** start of EXTRACT PROVIDED **

Item 2. Identity and Background
Item 2 is hereby amended in its entirety to read as follows:
The name of the first reporting person is Scott R. Silverman. His business address is
1690 South Congress Avenue, Suite 200, Delray Beach, Florida 33445, and his present
principal occupation is executive chairman of the board of the Issuer and chairman of the
board of IFTH Acquisition Corp. (IFTH), both of which have offices at the
above-described business address. The Issuer has historically developed, marketed and
sold radio frequency identification systems used for the identification of people in the
healthcare market, and is currently focused on its options and other strategic
opportunities. IFTH offers identity security products and services. Mr. Silverman is a
citizen of the United States of America.
The name of the second reporting person is R & R Consulting Partners, LLC, a Florida
limited liability company (R&R). The business address for R&R is 1690 South Congress
Avenue, Suite 200, Delray Beach, Florida 33445, and it is an investing and consulting
business. R&R is organized under the laws of the State of Florida. The only person
controlling R&R is Mr. Silverman, whose identity and background information is included
above.

** end of EXTRACT PROVIDED **

WHAT TO DO
Copy everything in the identity and background section from "Item 2. Identity" down to "States of America.", changing "executive chairman" to "chief executive officer".

** start of GIVEN RECORDS **

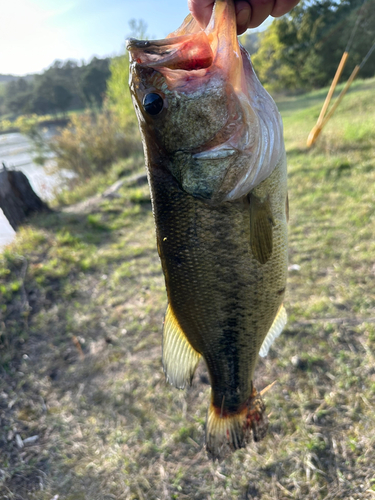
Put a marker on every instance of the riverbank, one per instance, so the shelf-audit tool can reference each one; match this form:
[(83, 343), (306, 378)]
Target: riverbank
[(85, 410), (18, 125)]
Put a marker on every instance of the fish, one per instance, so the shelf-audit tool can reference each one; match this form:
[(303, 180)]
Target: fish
[(216, 166)]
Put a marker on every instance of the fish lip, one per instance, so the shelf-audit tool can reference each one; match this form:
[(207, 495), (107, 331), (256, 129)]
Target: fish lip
[(215, 154)]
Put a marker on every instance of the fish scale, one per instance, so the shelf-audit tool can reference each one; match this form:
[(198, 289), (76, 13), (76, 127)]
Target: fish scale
[(216, 166)]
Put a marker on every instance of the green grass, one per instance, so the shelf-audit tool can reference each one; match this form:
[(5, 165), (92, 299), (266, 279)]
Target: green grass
[(81, 311)]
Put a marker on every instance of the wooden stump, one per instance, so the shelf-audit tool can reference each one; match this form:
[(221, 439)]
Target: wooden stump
[(17, 198)]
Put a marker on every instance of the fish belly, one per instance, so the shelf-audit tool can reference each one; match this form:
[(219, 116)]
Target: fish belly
[(223, 298)]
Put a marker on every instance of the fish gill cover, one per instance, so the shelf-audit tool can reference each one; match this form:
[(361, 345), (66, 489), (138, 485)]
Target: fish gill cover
[(216, 165)]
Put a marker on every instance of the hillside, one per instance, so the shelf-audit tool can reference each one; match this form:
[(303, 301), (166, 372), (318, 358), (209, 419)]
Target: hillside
[(81, 312)]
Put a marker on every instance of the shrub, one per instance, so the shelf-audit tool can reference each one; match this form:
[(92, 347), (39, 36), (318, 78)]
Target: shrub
[(92, 142)]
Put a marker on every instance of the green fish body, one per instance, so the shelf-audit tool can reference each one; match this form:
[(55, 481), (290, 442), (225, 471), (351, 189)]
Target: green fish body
[(217, 171)]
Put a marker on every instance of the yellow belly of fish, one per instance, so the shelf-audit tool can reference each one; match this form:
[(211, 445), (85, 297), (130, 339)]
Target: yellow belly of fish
[(224, 287)]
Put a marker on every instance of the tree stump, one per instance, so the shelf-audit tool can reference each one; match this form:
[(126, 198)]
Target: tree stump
[(17, 198)]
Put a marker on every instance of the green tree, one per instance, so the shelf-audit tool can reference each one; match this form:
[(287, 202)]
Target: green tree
[(62, 97), (94, 85), (118, 93), (268, 61)]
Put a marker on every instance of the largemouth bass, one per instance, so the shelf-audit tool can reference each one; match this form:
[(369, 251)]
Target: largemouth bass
[(216, 166)]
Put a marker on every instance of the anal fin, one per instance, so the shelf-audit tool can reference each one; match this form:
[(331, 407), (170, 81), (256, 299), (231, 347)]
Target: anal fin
[(180, 359), (276, 328), (261, 224)]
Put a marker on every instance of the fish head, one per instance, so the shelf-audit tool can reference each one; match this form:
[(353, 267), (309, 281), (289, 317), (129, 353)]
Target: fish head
[(203, 114)]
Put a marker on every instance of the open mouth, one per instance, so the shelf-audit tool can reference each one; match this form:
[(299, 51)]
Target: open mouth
[(189, 52)]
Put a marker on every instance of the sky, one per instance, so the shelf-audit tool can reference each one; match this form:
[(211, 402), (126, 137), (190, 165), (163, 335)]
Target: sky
[(34, 33)]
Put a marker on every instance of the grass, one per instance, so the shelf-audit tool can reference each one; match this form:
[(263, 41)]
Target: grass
[(81, 311)]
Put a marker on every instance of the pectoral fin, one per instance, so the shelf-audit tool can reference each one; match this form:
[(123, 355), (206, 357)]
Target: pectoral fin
[(275, 330), (180, 359), (261, 224)]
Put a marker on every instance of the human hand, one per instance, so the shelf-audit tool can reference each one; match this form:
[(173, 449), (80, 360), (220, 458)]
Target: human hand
[(250, 13)]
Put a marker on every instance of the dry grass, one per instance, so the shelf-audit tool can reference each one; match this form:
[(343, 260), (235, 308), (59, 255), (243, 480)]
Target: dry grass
[(80, 320)]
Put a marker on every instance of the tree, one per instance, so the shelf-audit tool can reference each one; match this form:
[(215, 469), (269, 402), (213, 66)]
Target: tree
[(304, 48), (62, 97)]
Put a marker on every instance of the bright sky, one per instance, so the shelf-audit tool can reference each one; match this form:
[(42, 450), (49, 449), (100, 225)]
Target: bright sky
[(34, 33)]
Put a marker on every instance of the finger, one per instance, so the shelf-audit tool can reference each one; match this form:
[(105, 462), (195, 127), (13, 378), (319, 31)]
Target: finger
[(260, 10), (282, 7), (201, 10), (243, 15)]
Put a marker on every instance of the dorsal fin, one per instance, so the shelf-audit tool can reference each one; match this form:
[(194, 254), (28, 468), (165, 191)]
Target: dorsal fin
[(276, 328), (180, 359)]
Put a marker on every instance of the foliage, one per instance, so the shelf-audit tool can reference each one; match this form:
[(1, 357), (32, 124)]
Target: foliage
[(268, 61), (63, 86), (82, 301), (119, 98), (303, 48)]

** end of GIVEN RECORDS **

ANSWER FOR THIS EXERCISE
Item 2. Identity and Background
Item 2 is hereby amended in its entirety to read as follows:
The name of the first reporting person is Scott R. Silverman. His business address is
1690 South Congress Avenue, Suite 200, Delray Beach, Florida 33445, and his present
principal occupation is chief executive officer of the board of the Issuer and chairman of the
board of IFTH Acquisition Corp. (IFTH), both of which have offices at the
above-described business address. The Issuer has historically developed, marketed and
sold radio frequency identification systems used for the identification of people in the
healthcare market, and is currently focused on its options and other strategic
opportunities. IFTH offers identity security products and services. Mr. Silverman is a
citizen of the United States of America.